Passage provided —
########################################
One difference between the current galacticos and the old ones is that players like zidane and figo while both having a healthy ego, were both fairly hard working team players who got as much out of setting up a teammate as scoring themselves. Zidane and figo were more like xavi and messi than ronaldo and kaka. (I would have thought actually that kaka was more like zidane until the bizarre outbursts from his camp. Zidane was also better at football)
There is no magic equation here, club spends more money than other club, ergo they have to do better then them in a Cup competition. What is the point in adding together all the money Real Madrid have spent over 6 seasons when pretty much each year they dismantle those signings, push them out to someone else at a lost and start the whole process again.
Nah, that's not it, I'm not making a relative comparison. the joke is that they behave in the way that you describe, making the same stupid mistakes all the time and don't get past the second round of the CL, while going on about the importance of europe and their pre-eminence all the time.
Mourinho at least had a good run at the job and some sort of continuity was built. He has a core first team and he slowly improved the weaker components and added to the depth, he did not rip the arse out of the team and start again every season as Madrid are prone to do.
But jose mourinho at chelsea was more like a god figure than any poor misfortunate at real madrid. It only went sour when he went all colonel kurtz. you can't remotely compare the situations. Chelsea spent all that money in their first season to try and drag the team up a level so they could start signing proper players. Real madrid aren't doing that.
And the second bit, well to most they always will be the biggest club in the world and there will always be players who want to play for them, even if it means giving up multiple trophies at other big clubs like yours to go there.
hmm, to be honest, if real madrid was so attractive a proposition to all players, they probably wouldn't have to triple players salaries in order to get them to move.
You have to set this against what sid lowe was saying on the guardian podcast that a sixth consecutive second round elimination means that real madrid just aren't a big club in european terms anymore, and their position in the league has to raise serious questions about the quality of the spanish league. he's probably the last person that you'd describe as a hispanophobe, and as someone who works for real madrid tv, you wouldn't accuse him of being biased against them.
But this is kind of the way things happen for real madrid. Periods of doing really well in europe when they have the cards stacked in their favour, and long periods where their rather wasteful way of doing things makes them less than impressive in europe. This is one of those periods.
And I don't bear any ill will towards ronaldo for wanting to move to spain. He was a great player for man utd, and we got a lot of money for a player who wanted to move (as he was always going to do) I've been in manchester and I've been in madrid. Apart from the glaringly obvious lifestyle attractions and the trebling in salary, I can see why the prospect of living in a happy propaganda bubble of club inspired praise and adulation would appeal to him. (I don't think it will be remotely good for him thought) But he would have had a much better chance of lifting the CL in the bernebeu if he had stayed at manchester united.
And while there may be a lot of hubris in their boastful claims, surely it is no more so than we have been accustomed to from your club over the past decade and a half.
########################################
Stored data —
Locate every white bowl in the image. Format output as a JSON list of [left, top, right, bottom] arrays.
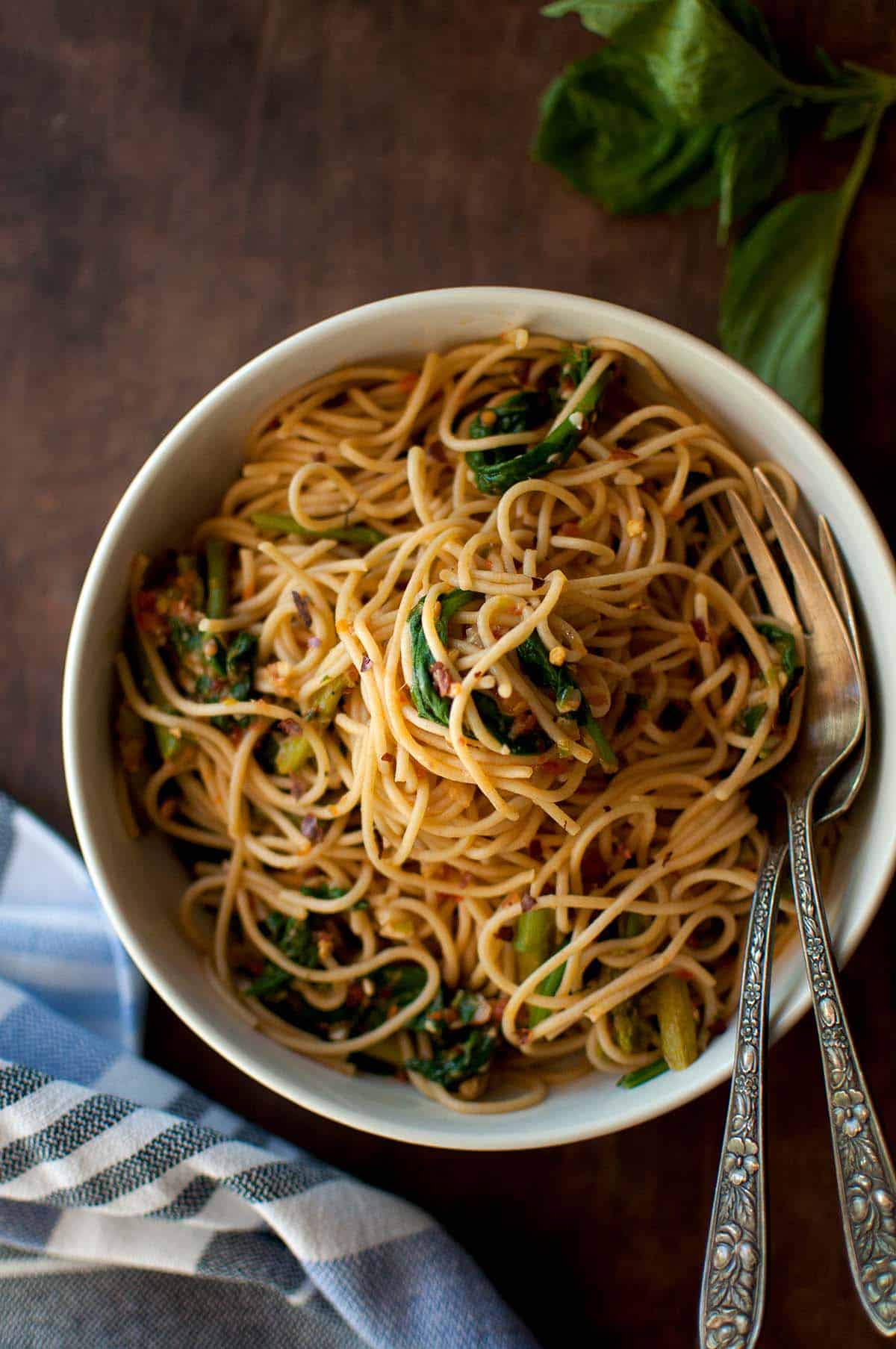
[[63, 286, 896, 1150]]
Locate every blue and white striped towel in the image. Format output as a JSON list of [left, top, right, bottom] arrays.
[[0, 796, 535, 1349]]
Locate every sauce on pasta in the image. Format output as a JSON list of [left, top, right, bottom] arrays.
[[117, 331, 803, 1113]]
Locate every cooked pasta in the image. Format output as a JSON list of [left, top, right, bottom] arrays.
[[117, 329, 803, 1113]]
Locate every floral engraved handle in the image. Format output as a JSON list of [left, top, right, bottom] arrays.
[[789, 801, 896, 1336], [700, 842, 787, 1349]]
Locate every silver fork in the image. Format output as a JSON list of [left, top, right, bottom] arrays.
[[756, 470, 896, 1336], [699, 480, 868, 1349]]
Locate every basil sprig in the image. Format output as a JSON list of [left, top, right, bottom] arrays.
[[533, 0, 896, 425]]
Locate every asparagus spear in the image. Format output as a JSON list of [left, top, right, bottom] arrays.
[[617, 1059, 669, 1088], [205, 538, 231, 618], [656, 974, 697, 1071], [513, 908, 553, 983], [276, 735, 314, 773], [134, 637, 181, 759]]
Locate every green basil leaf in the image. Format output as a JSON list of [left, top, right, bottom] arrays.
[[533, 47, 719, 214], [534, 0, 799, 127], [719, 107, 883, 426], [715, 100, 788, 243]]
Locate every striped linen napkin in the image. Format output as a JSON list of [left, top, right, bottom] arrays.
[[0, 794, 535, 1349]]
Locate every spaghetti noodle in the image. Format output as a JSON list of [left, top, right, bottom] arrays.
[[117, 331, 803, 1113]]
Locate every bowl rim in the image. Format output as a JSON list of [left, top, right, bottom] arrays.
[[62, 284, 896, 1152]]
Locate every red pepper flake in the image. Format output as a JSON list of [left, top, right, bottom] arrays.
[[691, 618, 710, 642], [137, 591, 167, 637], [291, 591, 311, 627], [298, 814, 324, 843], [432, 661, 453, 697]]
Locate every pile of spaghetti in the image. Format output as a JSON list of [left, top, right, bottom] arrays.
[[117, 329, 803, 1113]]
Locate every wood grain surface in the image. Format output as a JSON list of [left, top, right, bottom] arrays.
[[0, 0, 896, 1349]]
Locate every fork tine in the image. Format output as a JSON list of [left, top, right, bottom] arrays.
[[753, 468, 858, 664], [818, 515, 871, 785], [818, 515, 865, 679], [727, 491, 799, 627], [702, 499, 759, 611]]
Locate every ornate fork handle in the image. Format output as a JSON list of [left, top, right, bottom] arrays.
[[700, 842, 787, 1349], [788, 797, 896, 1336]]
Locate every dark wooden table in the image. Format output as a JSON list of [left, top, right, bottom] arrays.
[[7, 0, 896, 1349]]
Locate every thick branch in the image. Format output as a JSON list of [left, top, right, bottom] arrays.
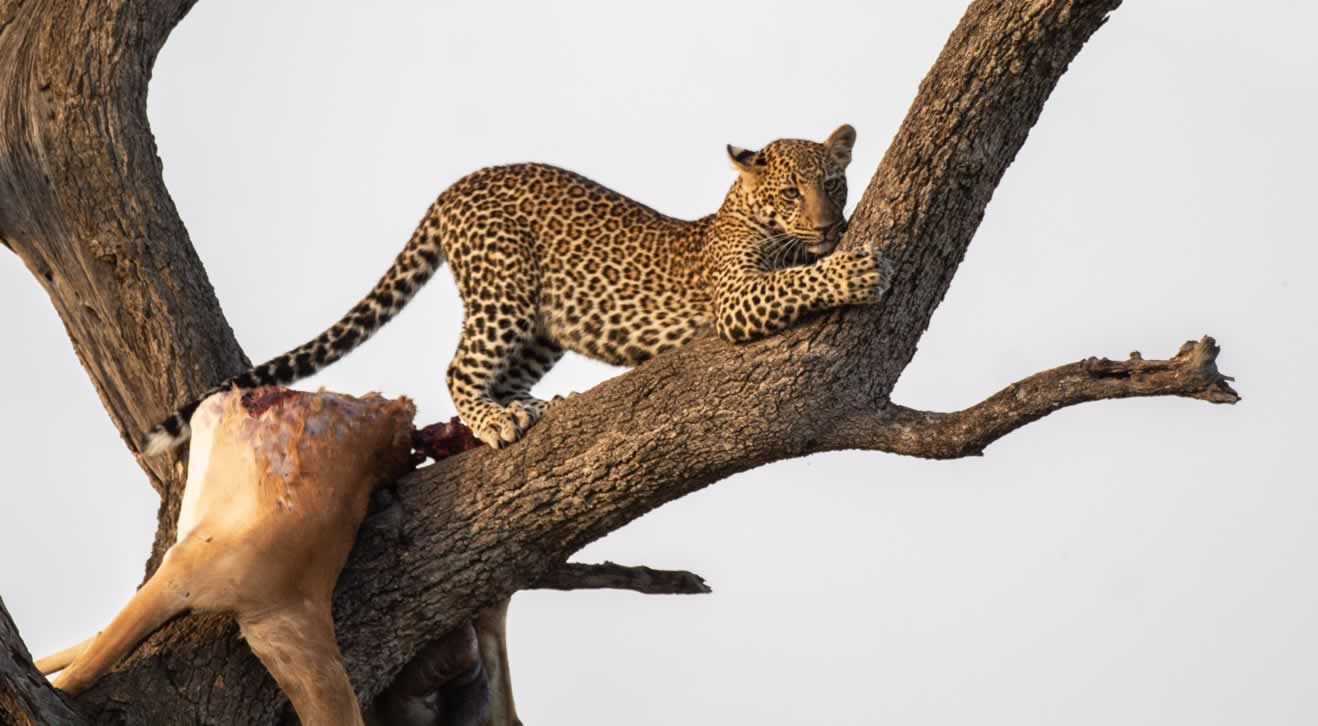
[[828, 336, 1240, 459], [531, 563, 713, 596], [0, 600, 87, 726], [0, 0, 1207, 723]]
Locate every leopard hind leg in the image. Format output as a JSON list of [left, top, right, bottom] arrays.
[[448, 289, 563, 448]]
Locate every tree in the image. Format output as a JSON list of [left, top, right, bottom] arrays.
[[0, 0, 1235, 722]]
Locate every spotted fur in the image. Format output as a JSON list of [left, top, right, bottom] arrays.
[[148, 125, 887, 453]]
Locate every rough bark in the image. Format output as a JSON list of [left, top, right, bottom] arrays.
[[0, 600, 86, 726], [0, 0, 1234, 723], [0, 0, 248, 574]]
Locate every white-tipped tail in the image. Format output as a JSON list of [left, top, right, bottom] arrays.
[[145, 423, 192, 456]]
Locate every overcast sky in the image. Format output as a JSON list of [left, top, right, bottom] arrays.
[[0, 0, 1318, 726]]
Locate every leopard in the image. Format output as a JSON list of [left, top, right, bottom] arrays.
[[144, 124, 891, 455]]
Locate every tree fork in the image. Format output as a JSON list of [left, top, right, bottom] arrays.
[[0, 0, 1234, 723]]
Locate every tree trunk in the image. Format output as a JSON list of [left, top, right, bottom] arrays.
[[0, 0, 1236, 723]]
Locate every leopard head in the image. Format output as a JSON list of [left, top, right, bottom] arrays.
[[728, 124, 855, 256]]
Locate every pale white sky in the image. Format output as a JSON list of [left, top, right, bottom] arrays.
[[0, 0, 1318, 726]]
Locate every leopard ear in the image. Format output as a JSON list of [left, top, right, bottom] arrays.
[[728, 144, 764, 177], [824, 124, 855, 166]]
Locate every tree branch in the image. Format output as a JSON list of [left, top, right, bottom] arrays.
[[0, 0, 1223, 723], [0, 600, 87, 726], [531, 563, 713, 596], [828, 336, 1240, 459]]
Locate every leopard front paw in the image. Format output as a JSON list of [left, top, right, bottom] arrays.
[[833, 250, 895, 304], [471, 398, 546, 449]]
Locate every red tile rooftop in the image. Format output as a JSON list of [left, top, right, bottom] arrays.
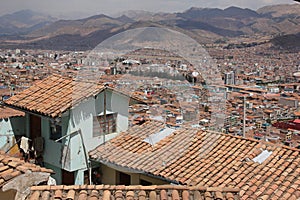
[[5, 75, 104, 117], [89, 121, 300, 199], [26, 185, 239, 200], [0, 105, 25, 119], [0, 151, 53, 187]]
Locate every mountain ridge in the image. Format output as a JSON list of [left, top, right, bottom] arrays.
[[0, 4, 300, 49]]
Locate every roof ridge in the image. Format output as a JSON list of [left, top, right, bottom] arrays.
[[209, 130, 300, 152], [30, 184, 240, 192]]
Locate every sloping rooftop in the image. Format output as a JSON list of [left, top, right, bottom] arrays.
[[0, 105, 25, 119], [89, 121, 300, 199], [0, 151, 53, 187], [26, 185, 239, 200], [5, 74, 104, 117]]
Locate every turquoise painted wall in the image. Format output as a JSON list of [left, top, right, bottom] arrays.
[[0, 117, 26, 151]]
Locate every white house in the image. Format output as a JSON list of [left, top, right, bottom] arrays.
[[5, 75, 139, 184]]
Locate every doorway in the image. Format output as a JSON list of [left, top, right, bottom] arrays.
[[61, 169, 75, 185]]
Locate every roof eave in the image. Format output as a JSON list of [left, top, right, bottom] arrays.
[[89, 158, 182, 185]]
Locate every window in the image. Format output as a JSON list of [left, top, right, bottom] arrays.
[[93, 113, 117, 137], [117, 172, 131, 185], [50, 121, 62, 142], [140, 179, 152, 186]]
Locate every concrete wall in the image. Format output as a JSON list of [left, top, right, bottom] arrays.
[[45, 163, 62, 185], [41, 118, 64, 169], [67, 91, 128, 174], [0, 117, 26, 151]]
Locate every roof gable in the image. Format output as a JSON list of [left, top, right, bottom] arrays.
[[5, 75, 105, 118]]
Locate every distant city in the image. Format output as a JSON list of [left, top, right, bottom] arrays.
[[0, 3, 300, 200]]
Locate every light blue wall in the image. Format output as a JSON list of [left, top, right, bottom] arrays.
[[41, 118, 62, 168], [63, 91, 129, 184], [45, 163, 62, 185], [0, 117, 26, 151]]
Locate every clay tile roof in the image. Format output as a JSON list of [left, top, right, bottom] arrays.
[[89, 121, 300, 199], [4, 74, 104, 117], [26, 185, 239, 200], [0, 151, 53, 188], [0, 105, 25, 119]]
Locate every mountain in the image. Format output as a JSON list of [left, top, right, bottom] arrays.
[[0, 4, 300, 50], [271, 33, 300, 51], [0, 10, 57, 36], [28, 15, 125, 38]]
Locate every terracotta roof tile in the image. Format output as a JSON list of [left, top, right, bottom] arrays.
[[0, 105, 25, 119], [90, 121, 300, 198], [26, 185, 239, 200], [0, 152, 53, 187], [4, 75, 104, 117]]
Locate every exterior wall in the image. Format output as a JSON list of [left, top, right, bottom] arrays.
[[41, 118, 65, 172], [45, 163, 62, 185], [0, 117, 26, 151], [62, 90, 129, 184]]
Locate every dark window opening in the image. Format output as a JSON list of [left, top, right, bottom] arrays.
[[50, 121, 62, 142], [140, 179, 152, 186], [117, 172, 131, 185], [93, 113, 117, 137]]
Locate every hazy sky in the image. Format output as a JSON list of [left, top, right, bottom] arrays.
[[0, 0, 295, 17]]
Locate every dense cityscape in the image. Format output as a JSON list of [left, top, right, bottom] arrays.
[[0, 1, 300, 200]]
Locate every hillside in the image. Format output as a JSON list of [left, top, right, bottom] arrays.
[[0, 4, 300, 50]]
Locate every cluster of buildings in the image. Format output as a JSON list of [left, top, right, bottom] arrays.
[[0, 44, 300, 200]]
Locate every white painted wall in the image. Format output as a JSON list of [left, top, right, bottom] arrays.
########################################
Directions —
a) Answer these questions using the Real Madrid discussion, one answer a line and marked the same way:
(i) Which two players does the writer say Zidane and Figo were more like?
(ii) Who is said to work for Real Madrid TV?
(iii) For which club was Ronaldo described as a great player before his move to Spain?
b) Reproduce the stretch of the Real Madrid discussion from "And the second" through "to go there.".
c) Take the Real Madrid discussion further from the point where it stops.
The listing above comes from a separate source.

Task responses —
a)
(i) Xavi and Messi
(ii) Sid Lowe
(iii) Man Utd

b)
And the second bit, well to most they always will be the biggest club in the world and there will always be players who want to play for them, even if it means giving up multiple trophies at other big clubs like yours to go there.

c)
well not really. I mean it's not even close. They have their own newspapers that do it all the time. The week of the 2008 champions league final marca ran 7 front page stories about how cristiano ronaldo had agreed to sign for real madrid. Which is kind of sad when you think about it. That stuff you were talking about is a bit silly when man utd do it, but at least they have a powerful profit motive, but real madrid don't yet they do it all the time.
I remember how disparaging you were when Ronaldinho chose a then somewhat down at heel Barcelona ahead of Man United in 2003. You were disgusted that he would eschew a serious career to go to a joke club like Barca at the time. Well we know how that one worked out don't we. Certain clubs are too big to stay down forever, Madrid are certainly one of them
Hmm, I seem to recall saying that ronaldinho moved to barcelona mostly because he wanted to live by the beach and fuck big-titted strippers. I don't think that that is an inaccurate description of how things panned out. He was brilliant for a couple of short years, but was finished as a really top player by the time he was 26. He got thrown out of barcelona. Look at him now, he's playing for ac milan and he's not even 30 yet.
And of course they're not going to stay down forever, no matter how hard they try. They've used their institutional power to stack the cards too much in their favour. Their huge individualized tv deal has given them such a huge financial advantage over everyone. However this has come at the cost of ruining the league, depriving them of regular high quality domestic opposition, so they look clueless in europe, and get knocked out by the first half decent team they meet, having finished second in their group (five years out of six) despite being the top seed.
If Van Persie isn't fit in time, I'd assume Holland (for all their attacking talent) are going to have the tantalising choice between Huntelaar or Dirk Kuyt as their lone forward, this summer?
Comparing Kaka to Zidane seems pointless. Two different kinds of player. Zidane was a great team player right up until he got red carded for some pointless lapse. Kaka, of course, is a team player as well. I don't think your attempt to portray a Kaka-Ronaldo axis of impudence really works.
Also, someone explain to me why putting Raul in for Kaka was a good move. If you need 2 goals in 15 minutes, why take off a creative attacking midfielder? Whose name is also Kaka? Who you just paid 56 million for?
sid lowe was talking about his wife repeating his press agent's twittering about pellegrini. To be honest I was very surprised by the response of kaka and his camp, and only last week I saw him lash out with his left arm and his right arm at an Irish player in a friendly. Clearly things are getting to him and pellegrini is getting it with both barrels from him.
But ultimately i'm saying that the manager has no power to make the players follow his plan if they don't want to. I mean can you see pellegrini being able to do what ferguson did by picking an attacking midfielder like park to just shut pirlo out of both legs? He could have at villareal, but I don't know if he could do it at madrid. I couldn't see rafa benitez lasting six months at real madrid. He just wouldn't take it.
But kaka wasn't playing well. After pellegrini and higuain (neither have the protection of florentino) the madrid press have slated kaka as well. He must have been terrible. Raul might have scored a couple of goals. He's done it before. But as sid lowe was saying on the guardian podcast his substitutions didn't look great, but for all their huge squad, he didn't have too many options on the bench.
I'm not saying don't put in Raul, I'm saying don't take off Kaka. It doesn't matter if he hadn't been playing well; if you're desperate for two goals in a short span you leave him in, it only takes one good pass. Or two, in this case.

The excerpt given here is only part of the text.